Objective — In the records below, change every "shelf-audit checker" to "inventory checker" and keep everything else the same.

Record set —
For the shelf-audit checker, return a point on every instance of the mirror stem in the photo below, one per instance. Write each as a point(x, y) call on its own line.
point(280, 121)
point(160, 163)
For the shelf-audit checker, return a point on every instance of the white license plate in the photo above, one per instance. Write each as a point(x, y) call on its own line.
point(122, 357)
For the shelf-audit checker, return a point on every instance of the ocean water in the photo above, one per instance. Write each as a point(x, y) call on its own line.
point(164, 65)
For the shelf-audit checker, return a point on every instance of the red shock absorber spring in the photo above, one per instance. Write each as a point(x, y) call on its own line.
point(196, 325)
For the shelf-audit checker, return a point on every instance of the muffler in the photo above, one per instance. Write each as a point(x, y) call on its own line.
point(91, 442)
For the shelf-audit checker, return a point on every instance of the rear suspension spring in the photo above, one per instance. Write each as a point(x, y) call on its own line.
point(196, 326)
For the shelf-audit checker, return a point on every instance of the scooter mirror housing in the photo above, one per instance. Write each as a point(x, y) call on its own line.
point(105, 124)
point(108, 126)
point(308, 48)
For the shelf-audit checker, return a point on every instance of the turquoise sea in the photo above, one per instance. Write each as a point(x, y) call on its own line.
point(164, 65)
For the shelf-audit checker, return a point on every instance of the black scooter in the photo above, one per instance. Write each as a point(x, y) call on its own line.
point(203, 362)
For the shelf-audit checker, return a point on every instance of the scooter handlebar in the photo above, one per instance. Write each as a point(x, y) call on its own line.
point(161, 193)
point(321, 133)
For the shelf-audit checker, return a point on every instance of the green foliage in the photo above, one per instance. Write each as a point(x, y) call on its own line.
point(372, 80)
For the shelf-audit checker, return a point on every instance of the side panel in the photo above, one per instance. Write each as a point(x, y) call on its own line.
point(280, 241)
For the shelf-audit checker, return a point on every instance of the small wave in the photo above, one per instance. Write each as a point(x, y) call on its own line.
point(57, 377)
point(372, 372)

Complete response —
For the inventory checker, return a point on every instance of the mirror stem in the photo below, one per instance. Write each as a point(x, y) call on its own line.
point(280, 121)
point(160, 163)
For the inventory checker, return a point on every instance of the white license plate in the photo above, one per instance. Write each as a point(x, y) call on its own line.
point(122, 357)
For the inventory checker, return a point on every instance of the ocean water in the photo above, one per instance. Write each as a point(x, y) call on its own line.
point(164, 65)
For the inventory checker, return a point on every instance of the red shock absorber spring in the photo above, one per instance. Write each as a point(x, y) call on its own line.
point(196, 325)
For the inventory checker, return a point on every instance of the muffler in the photo above, one per instance. Write each as a point(x, y) call on its own line.
point(91, 442)
For the inventory checker, return a point on every instance of the rear suspension spring in the photo above, one per instance. Write each as a point(x, y) call on its own line.
point(196, 326)
For the inventory checker, return a point on every instance of the scooter mirror housing in the photo above, one per instance. Write each as a point(x, y) call on its own line.
point(105, 124)
point(108, 126)
point(308, 48)
For the inventory checker, return a point on every instance of the turquoise sea in the photo above, one per instance. Write each as a point(x, y) call on its own line.
point(164, 65)
For the inventory checker, return a point on every instance of the black scooter in the photo above, one per instance. Write each as a point(x, y) call on its own line.
point(203, 362)
For the inventory checker, return a point on every instance of the scooter handlebar in the photo above, one per instance. Write each as a point(x, y) call on its own line.
point(161, 193)
point(321, 133)
For the inventory checker, return a point on every instance of the green foliage in the photo above, one per instance. Write each as a point(x, y) call on its own line.
point(372, 80)
For the inventory checker, return a point on every instance of the side panel in the photo above, one per instance. Write each as a point(x, y) call on its own line.
point(280, 241)
For the inventory checker, return a point on every instance of the small wave in the photo above, one per instance. Write each as a point(x, y) call on its own line.
point(57, 377)
point(372, 372)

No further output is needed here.